**** TASK MATERIAL ****

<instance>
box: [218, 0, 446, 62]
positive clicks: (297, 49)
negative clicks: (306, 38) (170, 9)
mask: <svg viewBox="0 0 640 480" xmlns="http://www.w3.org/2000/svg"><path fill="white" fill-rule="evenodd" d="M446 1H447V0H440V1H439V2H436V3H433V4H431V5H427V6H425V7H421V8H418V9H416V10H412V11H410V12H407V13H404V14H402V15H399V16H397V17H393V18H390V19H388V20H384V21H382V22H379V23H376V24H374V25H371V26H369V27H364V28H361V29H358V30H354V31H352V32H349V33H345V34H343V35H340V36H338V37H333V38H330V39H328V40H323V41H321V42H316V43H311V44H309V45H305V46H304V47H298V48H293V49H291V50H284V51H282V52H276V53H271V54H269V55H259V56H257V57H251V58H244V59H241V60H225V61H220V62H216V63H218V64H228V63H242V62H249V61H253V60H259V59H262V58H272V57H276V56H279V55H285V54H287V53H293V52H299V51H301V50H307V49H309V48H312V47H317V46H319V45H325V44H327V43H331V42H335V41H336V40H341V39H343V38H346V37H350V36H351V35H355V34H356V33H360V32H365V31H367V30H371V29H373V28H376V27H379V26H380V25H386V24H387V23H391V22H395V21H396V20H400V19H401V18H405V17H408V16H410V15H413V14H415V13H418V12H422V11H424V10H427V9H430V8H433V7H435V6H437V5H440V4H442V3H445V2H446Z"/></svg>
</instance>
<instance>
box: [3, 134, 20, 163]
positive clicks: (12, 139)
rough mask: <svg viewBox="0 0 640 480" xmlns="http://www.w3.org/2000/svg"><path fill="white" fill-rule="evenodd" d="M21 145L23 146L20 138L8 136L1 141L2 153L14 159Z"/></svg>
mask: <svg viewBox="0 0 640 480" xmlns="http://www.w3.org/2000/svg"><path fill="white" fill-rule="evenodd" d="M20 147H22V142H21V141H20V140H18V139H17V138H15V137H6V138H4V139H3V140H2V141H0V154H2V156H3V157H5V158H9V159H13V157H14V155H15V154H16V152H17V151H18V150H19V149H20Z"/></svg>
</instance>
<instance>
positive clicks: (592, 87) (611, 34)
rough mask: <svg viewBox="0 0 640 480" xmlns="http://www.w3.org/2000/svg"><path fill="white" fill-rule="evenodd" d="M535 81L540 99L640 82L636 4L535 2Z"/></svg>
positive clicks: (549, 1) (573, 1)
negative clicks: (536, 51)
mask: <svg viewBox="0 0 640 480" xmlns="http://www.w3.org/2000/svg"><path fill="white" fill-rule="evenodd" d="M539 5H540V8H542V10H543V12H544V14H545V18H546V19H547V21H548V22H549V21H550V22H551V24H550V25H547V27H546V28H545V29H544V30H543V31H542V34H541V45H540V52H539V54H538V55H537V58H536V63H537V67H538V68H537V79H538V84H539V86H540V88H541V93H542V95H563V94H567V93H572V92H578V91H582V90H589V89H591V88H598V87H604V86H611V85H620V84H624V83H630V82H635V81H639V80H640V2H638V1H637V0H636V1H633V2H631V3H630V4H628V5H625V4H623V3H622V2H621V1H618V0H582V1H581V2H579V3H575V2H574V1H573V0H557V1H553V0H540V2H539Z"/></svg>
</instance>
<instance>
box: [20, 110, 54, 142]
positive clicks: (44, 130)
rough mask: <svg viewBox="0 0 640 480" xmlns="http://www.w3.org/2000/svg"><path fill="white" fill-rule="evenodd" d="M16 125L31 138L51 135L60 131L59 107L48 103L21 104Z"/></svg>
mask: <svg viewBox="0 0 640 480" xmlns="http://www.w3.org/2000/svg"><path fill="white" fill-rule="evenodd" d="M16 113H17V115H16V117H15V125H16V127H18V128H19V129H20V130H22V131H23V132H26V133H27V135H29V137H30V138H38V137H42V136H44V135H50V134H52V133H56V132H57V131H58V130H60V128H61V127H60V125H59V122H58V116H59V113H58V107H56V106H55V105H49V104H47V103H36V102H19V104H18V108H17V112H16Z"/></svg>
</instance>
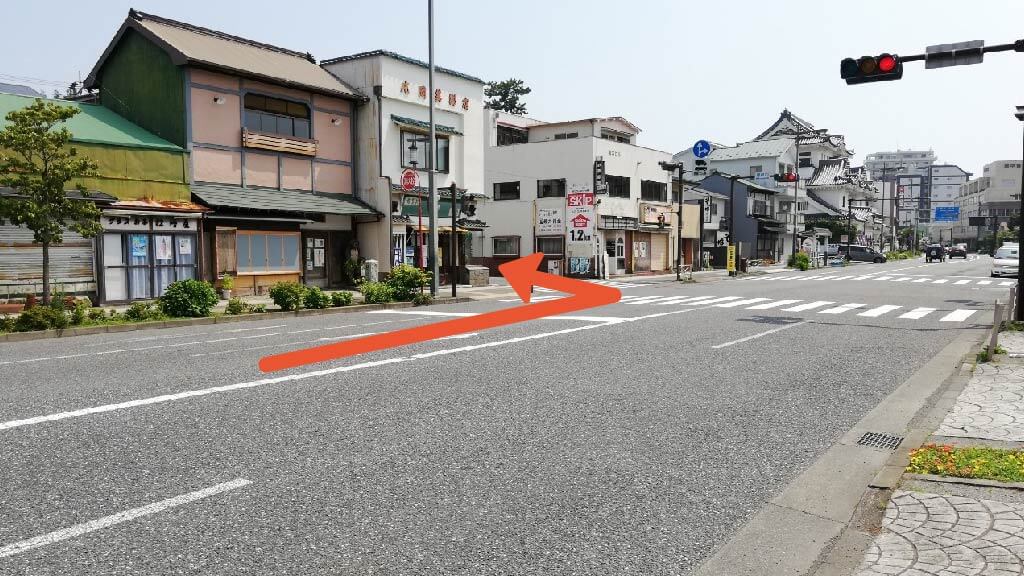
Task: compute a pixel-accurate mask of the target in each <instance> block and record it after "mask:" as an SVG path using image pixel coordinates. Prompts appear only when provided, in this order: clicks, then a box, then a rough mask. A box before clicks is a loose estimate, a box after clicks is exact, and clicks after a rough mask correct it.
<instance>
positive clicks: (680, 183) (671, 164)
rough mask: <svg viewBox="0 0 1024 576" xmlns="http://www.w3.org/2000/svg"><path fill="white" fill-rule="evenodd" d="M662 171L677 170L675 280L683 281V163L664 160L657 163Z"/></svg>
mask: <svg viewBox="0 0 1024 576" xmlns="http://www.w3.org/2000/svg"><path fill="white" fill-rule="evenodd" d="M657 164H658V165H659V166H660V167H662V169H663V170H665V171H667V172H670V173H671V172H673V171H675V170H679V196H677V197H676V200H677V201H678V202H679V215H678V216H677V217H676V280H682V279H683V265H682V257H683V172H684V171H685V170H683V163H682V162H665V161H664V160H663V161H660V162H658V163H657ZM669 182H670V183H669V188H670V189H671V188H672V183H671V182H672V179H671V178H670V180H669Z"/></svg>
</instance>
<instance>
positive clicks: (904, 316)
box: [900, 308, 935, 320]
mask: <svg viewBox="0 0 1024 576" xmlns="http://www.w3.org/2000/svg"><path fill="white" fill-rule="evenodd" d="M933 312H935V308H913V310H912V311H910V312H908V313H906V314H902V315H900V318H905V319H907V320H921V319H922V318H925V317H926V316H928V315H929V314H932V313H933Z"/></svg>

****

_PROBLEM DESCRIPTION_
Each record should appear again exactly as it stands, with no picture included.

_RESPONSE FOR THIS EXERCISE_
<instance>
box: [218, 0, 446, 62]
positive clicks: (297, 49)
negative clicks: (306, 38) (170, 9)
mask: <svg viewBox="0 0 640 480" xmlns="http://www.w3.org/2000/svg"><path fill="white" fill-rule="evenodd" d="M446 1H447V0H440V1H439V2H436V3H433V4H431V5H427V6H425V7H421V8H418V9H416V10H412V11H410V12H407V13H404V14H402V15H399V16H397V17H393V18H390V19H388V20H384V21H382V22H379V23H376V24H374V25H371V26H369V27H364V28H361V29H358V30H354V31H352V32H349V33H345V34H343V35H340V36H338V37H333V38H330V39H328V40H323V41H321V42H316V43H311V44H309V45H305V46H304V47H298V48H293V49H291V50H284V51H282V52H276V53H271V54H269V55H259V56H257V57H251V58H244V59H241V60H225V61H220V62H216V63H218V64H228V63H242V62H249V61H253V60H259V59H262V58H272V57H276V56H279V55H285V54H287V53H293V52H299V51H301V50H307V49H309V48H312V47H317V46H319V45H325V44H327V43H331V42H335V41H336V40H341V39H343V38H346V37H350V36H351V35H355V34H356V33H360V32H365V31H367V30H371V29H373V28H376V27H379V26H380V25H386V24H387V23H391V22H395V21H396V20H400V19H401V18H405V17H408V16H410V15H413V14H415V13H418V12H422V11H424V10H427V9H430V8H433V7H435V6H437V5H440V4H442V3H445V2H446Z"/></svg>
</instance>
<instance>
box: [3, 134, 20, 163]
positive clicks: (12, 139)
rough mask: <svg viewBox="0 0 640 480" xmlns="http://www.w3.org/2000/svg"><path fill="white" fill-rule="evenodd" d="M21 145L23 146L20 138L8 136L1 141L2 153L14 159Z"/></svg>
mask: <svg viewBox="0 0 640 480" xmlns="http://www.w3.org/2000/svg"><path fill="white" fill-rule="evenodd" d="M20 147H22V142H21V141H20V140H18V139H17V138H15V137H6V138H4V139H3V140H2V141H0V154H2V156H3V157H5V158H9V159H13V157H14V155H15V154H16V152H17V151H18V150H19V149H20Z"/></svg>
</instance>
<instance>
positive clicks: (592, 87) (611, 34)
rough mask: <svg viewBox="0 0 640 480" xmlns="http://www.w3.org/2000/svg"><path fill="white" fill-rule="evenodd" d="M535 81L540 99L640 82L636 4L535 2Z"/></svg>
positive clicks: (549, 1) (573, 1)
negative clicks: (536, 51)
mask: <svg viewBox="0 0 640 480" xmlns="http://www.w3.org/2000/svg"><path fill="white" fill-rule="evenodd" d="M539 5H540V8H542V10H543V12H544V14H545V18H546V19H547V21H548V22H549V21H550V22H551V24H550V25H547V27H546V28H545V29H544V30H543V31H542V34H541V45H540V52H539V54H538V55H537V58H536V63H537V67H538V68H537V79H538V84H539V86H540V88H541V93H542V95H563V94H567V93H572V92H578V91H582V90H589V89H591V88H598V87H604V86H611V85H620V84H624V83H630V82H635V81H639V80H640V2H638V1H637V0H636V1H633V2H631V3H630V4H628V5H625V4H623V3H622V2H621V1H618V0H582V1H581V2H579V3H575V2H574V1H573V0H557V1H553V0H540V2H539Z"/></svg>
</instance>
<instance>
box: [20, 110, 54, 142]
positive clicks: (44, 130)
rough mask: <svg viewBox="0 0 640 480" xmlns="http://www.w3.org/2000/svg"><path fill="white" fill-rule="evenodd" d="M16 125L31 138L51 135L60 131L59 107L48 103L21 104Z"/></svg>
mask: <svg viewBox="0 0 640 480" xmlns="http://www.w3.org/2000/svg"><path fill="white" fill-rule="evenodd" d="M16 113H17V115H16V117H15V125H16V127H18V128H19V129H20V130H22V131H23V132H26V133H27V135H29V137H30V138H38V137H42V136H44V135H50V134H52V133H56V132H57V131H58V130H60V128H61V127H60V125H59V122H58V116H59V113H58V107H56V106H55V105H49V104H47V103H36V102H19V104H18V108H17V112H16Z"/></svg>
</instance>
Task: compute a pixel-accurate mask of the target in each <instance> block and record it after "mask:" as an SVG path using image pixel coordinates. Prompts appear only when provided, in this order: clicks, then a box, then a rough mask. A box before clicks is a loose estimate, a box after clicks is exact, and clicks after a rough mask correct it.
<instance>
positive clicks: (680, 183) (671, 164)
rough mask: <svg viewBox="0 0 1024 576" xmlns="http://www.w3.org/2000/svg"><path fill="white" fill-rule="evenodd" d="M662 171L677 170L675 280L683 281V163L664 160L657 163Z"/></svg>
mask: <svg viewBox="0 0 1024 576" xmlns="http://www.w3.org/2000/svg"><path fill="white" fill-rule="evenodd" d="M657 164H658V165H659V166H660V167H662V169H663V170H665V171H667V172H670V173H671V172H673V171H675V170H679V196H677V197H676V200H677V201H678V202H679V215H678V216H677V217H676V280H682V279H683V265H682V257H683V172H684V171H685V170H683V163H682V162H665V161H664V160H663V161H660V162H658V163H657ZM669 182H670V183H669V188H670V189H671V188H672V183H671V182H672V179H671V178H670V180H669Z"/></svg>
</instance>
<instance>
positive clicks: (904, 316)
box: [900, 308, 935, 320]
mask: <svg viewBox="0 0 1024 576" xmlns="http://www.w3.org/2000/svg"><path fill="white" fill-rule="evenodd" d="M933 312H935V308H913V310H912V311H910V312H908V313H906V314H902V315H900V318H905V319H907V320H921V319H922V318H925V317H926V316H928V315H929V314H932V313H933Z"/></svg>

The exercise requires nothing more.